━━ Records for processing

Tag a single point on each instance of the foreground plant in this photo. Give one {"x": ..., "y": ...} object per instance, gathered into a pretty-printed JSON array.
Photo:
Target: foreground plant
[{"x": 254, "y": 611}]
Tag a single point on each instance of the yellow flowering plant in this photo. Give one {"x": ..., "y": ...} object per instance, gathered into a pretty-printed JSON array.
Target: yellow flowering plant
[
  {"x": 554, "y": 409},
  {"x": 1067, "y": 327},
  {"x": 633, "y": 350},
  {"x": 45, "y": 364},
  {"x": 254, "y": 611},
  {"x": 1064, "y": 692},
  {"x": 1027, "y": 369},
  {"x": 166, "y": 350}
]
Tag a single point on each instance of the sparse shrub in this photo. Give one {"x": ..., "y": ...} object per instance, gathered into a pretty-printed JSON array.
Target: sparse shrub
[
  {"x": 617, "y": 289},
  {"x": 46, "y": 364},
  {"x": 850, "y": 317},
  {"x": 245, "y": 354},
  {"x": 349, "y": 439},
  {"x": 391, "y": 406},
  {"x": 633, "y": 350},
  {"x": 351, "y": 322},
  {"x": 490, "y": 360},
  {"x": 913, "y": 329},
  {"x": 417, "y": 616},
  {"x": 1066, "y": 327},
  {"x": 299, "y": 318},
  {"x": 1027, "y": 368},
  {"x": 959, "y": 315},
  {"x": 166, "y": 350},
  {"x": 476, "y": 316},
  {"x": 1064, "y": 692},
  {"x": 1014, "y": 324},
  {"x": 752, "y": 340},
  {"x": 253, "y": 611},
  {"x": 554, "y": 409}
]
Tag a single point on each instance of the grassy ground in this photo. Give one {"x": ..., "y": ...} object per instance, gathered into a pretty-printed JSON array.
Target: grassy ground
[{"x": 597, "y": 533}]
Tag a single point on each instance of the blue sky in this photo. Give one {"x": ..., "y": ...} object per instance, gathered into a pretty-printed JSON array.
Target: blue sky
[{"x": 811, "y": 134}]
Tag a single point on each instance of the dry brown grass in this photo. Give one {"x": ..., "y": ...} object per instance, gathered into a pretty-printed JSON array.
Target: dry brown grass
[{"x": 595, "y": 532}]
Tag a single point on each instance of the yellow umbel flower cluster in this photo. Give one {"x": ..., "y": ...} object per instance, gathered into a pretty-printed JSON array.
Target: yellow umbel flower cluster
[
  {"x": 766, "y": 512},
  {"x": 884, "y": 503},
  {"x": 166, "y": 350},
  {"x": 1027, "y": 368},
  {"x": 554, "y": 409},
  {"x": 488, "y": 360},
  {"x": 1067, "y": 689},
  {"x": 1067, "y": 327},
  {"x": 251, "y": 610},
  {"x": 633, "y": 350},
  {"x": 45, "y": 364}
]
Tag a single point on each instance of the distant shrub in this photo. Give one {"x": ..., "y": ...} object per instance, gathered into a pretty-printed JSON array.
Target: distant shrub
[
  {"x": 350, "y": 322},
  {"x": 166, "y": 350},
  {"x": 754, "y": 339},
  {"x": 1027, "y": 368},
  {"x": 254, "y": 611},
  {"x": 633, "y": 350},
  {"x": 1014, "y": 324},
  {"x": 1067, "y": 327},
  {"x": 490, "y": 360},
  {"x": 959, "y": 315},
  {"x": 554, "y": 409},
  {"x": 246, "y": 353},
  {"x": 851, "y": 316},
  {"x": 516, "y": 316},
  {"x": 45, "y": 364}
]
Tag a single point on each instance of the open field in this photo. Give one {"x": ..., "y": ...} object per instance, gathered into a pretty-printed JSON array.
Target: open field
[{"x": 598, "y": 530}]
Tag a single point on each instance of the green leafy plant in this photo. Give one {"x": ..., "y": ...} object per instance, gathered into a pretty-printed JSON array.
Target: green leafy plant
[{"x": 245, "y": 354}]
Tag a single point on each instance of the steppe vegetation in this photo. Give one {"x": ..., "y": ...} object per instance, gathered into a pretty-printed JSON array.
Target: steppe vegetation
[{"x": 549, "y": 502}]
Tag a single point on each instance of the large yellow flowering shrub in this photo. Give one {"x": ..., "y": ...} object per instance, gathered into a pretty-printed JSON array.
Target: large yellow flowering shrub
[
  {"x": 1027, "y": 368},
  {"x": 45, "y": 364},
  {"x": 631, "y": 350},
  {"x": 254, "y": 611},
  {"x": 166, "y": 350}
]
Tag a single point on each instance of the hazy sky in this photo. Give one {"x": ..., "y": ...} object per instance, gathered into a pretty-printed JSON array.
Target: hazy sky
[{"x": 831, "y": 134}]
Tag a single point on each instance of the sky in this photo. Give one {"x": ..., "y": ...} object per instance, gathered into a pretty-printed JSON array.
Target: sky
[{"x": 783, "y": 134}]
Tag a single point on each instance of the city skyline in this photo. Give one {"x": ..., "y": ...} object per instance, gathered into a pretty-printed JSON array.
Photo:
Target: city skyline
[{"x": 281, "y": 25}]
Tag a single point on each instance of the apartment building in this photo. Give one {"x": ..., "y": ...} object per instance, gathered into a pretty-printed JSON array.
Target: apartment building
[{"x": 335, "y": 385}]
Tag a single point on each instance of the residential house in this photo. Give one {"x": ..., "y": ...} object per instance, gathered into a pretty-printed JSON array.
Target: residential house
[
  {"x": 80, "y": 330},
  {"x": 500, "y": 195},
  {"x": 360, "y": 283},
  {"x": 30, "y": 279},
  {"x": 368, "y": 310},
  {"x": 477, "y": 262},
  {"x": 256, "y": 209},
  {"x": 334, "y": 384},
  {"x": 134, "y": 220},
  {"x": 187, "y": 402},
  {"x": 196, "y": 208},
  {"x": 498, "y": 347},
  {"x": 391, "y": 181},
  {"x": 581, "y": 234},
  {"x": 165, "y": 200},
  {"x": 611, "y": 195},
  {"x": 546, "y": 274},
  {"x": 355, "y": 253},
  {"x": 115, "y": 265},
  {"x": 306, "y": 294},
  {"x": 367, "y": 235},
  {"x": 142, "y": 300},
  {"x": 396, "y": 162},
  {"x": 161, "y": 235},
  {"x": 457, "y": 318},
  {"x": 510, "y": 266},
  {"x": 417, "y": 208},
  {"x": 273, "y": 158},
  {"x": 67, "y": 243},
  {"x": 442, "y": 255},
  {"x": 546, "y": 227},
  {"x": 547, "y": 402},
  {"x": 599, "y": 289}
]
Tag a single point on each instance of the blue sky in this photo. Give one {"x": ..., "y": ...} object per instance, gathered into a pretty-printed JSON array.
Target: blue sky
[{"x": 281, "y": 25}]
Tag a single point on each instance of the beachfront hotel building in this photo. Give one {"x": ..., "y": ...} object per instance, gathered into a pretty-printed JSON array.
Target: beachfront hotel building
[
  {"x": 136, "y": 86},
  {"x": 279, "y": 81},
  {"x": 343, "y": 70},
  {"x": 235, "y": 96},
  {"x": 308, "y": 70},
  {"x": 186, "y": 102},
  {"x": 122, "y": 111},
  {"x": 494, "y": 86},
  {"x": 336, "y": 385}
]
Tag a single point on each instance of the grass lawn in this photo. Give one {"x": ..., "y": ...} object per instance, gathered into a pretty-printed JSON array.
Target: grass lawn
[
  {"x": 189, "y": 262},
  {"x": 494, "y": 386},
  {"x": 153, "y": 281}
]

━━━━

§ **What you have to do**
Start at the first line of the material. Reproduce every line exactly, ending with the line that holds "Tag a single point on each instance of the yellow flowering".

§ **Answer space**
Tag a single point on each instance of the foreground plant in this photo. Give one {"x": ..., "y": ...} object per instance, gathered into a pretty-printed JSON array.
Photo:
Target: foreground plant
[{"x": 254, "y": 611}]
Tag a single point on each instance of the yellow flowering plant in this photo. Give one {"x": ..., "y": ...} object per instance, gathered into a pretty-printed JSON array.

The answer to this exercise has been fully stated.